# [EXERCISE TEXT]
————————

However, I don’t think the top half works… the eyes lack clarity and don’t hold the viewer (another one I might paint into)… though the hair is just about passable.

And here are my ten original prints.

 

I found that my palette for oil paints wasn’t big enough so I’m now using an A2 piece of glass with white paper underneath. It’s a revelation that I can leave my palette overnight and the paints don’t dry. Another benefit is they don’t stiffen – acrylics change viscosity almost as you look at them. However if you thin the oil paint the thinner does slowly evaporate over a few hours and the paint reverts back to its normal viscosity.

Another huge benefit is that the paints don’t change colour as they dry so colour matching (with acrylics it’s almost impossible to match the tones even if you his the right colour) is much easier.

However, I find I need to mix with a palette knife rather than the brush and have to be much more careful about paint hygiene as if the colours even look at each other they mix together… I can see why artists such as Mondrian left blank canvas between edges. And why a ‘resting stick’ is necessary to avoid smudging your work.

Oils mix differently too… for some reason when I make black (burnt umber and ultramarine blue) and mix it with yellow it doesn’t turn greeny… so am having to learn some new mixing techniques… having zinc white is a godsend as it means I can lighten colours without changing their colour.

I bought a roller with a stand and found I can press down with the heel of my spare hand and get a lot of pressure. This caused me some problems as it spread the paint more. Pressure is one of the variables when you are monoprinting.

————————

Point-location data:

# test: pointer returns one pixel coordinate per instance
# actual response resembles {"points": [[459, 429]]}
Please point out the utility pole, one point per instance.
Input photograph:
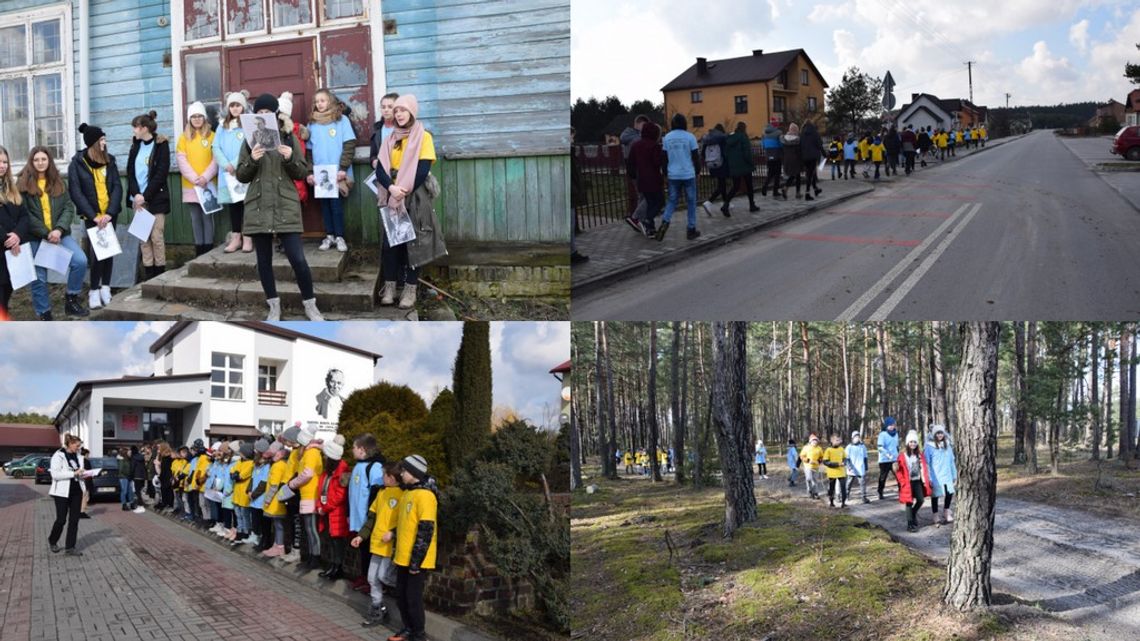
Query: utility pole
{"points": [[969, 71]]}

————————

# [EXERCISE 1]
Answer these questions from the oil painting text:
(a) What size is the piece of glass used as a palette?
(b) Which two colors are mixed to make black?
(c) Which artist is named as leaving blank canvas between edges?
# [EXERCISE 2]
Substitute "mixing surface" for "palette" and write out the oil painting text starting with "And here are" and going on through "its normal viscosity.".
The material plays no role here.

# [EXPECTED OUTPUT 1]
(a) A2
(b) Burnt umber and ultramarine blue
(c) Mondrian

# [EXPECTED OUTPUT 2]
And here are my ten original prints.

 

I found that my mixing surface for oil paints wasn’t big enough so I’m now using an A2 piece of glass with white paper underneath. It’s a revelation that I can leave my mixing surface overnight and the paints don’t dry. Another benefit is they don’t stiffen – acrylics change viscosity almost as you look at them. However if you thin the oil paint the thinner does slowly evaporate over a few hours and the paint reverts back to its normal viscosity.